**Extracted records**
——

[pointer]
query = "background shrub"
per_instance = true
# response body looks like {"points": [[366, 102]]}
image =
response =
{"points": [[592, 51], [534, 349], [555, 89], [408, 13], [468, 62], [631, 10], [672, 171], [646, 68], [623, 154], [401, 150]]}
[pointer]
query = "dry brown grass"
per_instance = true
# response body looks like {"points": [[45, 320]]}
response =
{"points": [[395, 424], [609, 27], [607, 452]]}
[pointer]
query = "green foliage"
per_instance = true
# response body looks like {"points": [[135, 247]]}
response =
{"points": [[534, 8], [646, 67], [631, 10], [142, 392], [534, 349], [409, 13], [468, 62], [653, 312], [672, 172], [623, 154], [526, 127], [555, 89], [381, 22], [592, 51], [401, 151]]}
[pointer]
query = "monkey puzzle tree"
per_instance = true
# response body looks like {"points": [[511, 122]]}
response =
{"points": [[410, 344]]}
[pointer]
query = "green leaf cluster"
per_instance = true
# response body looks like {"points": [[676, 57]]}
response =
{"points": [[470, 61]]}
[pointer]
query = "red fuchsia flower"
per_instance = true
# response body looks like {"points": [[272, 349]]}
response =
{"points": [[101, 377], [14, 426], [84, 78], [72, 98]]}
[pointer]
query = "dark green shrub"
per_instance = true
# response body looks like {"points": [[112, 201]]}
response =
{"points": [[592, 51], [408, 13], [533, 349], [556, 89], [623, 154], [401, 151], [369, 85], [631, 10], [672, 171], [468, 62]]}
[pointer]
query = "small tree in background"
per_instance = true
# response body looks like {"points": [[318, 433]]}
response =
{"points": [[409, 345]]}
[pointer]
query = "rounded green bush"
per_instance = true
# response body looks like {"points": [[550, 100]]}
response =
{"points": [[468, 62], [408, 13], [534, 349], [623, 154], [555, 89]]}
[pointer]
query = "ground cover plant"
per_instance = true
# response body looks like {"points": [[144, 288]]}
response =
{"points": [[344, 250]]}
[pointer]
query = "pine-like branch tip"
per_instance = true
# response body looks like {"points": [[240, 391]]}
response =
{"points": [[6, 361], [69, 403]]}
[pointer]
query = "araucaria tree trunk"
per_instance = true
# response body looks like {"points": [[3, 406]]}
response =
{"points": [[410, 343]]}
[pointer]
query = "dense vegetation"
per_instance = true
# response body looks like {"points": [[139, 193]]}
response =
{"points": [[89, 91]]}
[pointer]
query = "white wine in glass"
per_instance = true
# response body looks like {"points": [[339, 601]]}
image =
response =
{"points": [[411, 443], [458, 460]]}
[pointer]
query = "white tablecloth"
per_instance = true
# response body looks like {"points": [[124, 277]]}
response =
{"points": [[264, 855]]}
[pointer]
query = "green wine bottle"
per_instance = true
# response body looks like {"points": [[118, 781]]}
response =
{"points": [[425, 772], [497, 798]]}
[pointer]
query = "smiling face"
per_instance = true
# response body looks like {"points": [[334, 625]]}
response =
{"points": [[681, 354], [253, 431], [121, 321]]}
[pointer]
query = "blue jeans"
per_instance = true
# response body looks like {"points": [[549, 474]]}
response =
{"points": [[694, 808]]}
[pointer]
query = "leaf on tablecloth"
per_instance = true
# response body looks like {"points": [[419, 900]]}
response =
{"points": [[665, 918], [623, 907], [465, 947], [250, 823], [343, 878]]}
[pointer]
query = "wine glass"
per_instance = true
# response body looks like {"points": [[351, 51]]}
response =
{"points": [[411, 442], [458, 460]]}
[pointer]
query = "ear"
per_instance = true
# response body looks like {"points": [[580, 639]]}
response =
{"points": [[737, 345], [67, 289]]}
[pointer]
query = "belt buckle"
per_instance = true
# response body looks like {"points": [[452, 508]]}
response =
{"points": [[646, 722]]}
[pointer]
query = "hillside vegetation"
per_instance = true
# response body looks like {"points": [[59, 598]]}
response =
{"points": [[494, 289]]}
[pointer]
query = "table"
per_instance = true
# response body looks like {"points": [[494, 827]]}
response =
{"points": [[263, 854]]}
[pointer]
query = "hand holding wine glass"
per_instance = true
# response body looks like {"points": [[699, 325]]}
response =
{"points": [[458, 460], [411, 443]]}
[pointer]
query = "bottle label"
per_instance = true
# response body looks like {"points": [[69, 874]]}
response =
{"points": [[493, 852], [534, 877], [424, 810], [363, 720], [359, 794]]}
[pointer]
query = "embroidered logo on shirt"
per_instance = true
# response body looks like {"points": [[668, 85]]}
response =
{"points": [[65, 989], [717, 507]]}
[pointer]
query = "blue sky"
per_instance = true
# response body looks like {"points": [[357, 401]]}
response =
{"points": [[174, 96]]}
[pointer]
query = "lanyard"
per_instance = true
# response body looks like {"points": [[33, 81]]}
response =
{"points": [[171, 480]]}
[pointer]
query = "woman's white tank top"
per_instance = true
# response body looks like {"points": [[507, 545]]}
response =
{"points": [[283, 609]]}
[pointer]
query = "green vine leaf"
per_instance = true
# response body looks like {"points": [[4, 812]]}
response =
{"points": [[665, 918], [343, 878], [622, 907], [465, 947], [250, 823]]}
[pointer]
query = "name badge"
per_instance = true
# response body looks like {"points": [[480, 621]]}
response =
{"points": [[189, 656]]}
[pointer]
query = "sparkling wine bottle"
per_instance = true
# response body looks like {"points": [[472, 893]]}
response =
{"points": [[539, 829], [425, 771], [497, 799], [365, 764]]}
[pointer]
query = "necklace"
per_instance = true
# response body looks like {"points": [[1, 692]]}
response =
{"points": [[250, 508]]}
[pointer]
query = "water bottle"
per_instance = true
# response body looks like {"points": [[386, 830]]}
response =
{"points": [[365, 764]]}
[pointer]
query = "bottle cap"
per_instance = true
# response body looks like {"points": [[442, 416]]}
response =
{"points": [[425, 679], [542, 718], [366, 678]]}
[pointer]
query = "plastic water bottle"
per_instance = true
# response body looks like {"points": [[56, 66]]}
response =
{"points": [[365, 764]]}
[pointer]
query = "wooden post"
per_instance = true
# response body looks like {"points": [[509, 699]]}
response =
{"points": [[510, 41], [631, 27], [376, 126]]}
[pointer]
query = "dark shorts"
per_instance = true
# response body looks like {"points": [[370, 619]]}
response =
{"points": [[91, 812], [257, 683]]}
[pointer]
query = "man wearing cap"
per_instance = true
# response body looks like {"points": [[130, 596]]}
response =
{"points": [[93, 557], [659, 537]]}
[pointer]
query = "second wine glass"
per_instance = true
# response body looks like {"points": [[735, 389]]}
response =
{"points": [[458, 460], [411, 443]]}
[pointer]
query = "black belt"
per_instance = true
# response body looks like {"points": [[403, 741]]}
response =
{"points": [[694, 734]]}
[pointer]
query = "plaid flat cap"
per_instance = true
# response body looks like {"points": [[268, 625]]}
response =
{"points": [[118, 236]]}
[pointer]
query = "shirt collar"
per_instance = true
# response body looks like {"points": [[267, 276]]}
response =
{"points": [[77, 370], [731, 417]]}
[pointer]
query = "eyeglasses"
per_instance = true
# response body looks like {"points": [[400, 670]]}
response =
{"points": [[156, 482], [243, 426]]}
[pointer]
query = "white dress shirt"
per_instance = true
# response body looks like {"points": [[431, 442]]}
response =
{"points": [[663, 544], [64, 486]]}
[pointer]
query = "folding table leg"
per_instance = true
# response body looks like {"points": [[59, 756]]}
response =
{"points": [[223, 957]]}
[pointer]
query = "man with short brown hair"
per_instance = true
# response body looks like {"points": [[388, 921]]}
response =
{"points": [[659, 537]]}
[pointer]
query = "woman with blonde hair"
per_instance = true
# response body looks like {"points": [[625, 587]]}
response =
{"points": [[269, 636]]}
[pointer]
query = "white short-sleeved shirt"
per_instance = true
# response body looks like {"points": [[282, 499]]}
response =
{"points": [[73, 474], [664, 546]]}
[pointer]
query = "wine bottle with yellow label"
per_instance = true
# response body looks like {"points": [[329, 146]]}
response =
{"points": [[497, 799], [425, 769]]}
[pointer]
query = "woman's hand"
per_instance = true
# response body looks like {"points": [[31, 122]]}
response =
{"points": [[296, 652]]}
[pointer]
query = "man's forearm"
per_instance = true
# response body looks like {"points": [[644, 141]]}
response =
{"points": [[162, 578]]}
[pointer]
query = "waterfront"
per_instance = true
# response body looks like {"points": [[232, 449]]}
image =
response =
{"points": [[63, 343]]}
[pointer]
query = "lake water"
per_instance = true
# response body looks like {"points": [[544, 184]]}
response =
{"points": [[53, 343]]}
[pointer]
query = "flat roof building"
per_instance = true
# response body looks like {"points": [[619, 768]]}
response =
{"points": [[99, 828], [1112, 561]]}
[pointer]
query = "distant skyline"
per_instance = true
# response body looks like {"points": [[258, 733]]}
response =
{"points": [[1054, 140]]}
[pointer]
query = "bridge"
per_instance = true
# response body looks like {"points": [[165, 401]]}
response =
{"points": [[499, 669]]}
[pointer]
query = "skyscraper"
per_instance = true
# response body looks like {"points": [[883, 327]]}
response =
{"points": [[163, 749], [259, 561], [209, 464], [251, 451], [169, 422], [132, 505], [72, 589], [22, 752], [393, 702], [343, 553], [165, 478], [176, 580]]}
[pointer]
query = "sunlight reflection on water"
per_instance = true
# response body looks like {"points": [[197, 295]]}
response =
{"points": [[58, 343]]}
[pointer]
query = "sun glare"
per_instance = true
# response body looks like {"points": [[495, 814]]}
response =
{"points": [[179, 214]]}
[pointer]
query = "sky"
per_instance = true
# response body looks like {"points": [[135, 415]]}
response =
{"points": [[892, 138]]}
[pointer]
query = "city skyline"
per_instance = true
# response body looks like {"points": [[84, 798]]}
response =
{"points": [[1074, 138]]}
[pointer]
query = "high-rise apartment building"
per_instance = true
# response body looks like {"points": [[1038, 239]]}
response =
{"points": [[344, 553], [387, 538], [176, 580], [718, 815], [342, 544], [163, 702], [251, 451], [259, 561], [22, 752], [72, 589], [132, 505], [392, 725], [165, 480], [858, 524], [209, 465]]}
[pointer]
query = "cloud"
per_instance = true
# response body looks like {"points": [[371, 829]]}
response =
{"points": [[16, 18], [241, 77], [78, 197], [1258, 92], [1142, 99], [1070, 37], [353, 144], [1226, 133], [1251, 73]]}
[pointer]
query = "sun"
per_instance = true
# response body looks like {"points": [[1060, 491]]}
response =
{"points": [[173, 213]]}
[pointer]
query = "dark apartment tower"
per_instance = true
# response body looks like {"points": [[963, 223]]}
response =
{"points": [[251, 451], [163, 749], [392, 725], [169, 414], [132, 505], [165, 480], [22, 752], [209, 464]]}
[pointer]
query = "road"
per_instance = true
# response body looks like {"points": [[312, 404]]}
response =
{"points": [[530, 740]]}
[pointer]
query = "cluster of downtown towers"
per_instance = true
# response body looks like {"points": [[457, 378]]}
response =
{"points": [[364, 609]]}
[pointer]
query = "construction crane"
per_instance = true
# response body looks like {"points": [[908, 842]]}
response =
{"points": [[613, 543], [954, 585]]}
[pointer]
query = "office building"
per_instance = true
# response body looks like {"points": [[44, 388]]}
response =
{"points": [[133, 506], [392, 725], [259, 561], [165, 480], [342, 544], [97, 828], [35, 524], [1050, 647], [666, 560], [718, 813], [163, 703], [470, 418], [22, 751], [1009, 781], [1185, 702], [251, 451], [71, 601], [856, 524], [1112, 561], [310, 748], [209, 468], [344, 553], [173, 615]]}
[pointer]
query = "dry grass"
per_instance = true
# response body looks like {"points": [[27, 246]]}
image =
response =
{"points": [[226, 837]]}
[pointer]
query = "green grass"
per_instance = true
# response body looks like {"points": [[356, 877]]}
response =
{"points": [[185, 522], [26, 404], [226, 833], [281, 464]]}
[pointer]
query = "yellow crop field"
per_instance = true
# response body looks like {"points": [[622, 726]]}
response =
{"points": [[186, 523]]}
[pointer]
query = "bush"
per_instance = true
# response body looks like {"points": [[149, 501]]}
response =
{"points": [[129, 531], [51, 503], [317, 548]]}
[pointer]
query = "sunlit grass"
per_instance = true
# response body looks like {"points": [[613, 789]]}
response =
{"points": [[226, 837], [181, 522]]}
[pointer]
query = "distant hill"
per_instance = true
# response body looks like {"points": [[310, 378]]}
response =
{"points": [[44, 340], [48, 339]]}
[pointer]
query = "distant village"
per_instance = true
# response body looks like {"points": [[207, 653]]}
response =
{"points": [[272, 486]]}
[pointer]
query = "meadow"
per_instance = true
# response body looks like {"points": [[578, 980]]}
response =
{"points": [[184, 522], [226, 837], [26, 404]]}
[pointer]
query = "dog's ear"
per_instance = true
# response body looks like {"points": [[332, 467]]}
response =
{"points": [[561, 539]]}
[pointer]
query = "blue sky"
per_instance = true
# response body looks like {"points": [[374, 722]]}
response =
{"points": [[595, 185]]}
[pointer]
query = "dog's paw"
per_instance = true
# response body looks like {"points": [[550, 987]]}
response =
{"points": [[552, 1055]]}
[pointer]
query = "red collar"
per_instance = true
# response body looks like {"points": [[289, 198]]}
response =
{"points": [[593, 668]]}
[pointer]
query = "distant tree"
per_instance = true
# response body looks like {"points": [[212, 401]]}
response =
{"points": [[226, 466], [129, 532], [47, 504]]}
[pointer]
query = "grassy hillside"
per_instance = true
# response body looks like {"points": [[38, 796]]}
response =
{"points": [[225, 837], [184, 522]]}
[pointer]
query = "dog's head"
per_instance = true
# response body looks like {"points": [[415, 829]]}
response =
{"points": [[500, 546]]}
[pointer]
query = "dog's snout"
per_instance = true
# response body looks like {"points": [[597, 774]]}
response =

——

**Work instructions**
From the records above, pull every line that carries the word "green".

**Your response**
query = "green foliage"
query = "green leaf cluster"
query = "dark green shrub"
query = "rounded green bush"
query = "green wine bottle"
query = "green vine leaf"
query = "green grass"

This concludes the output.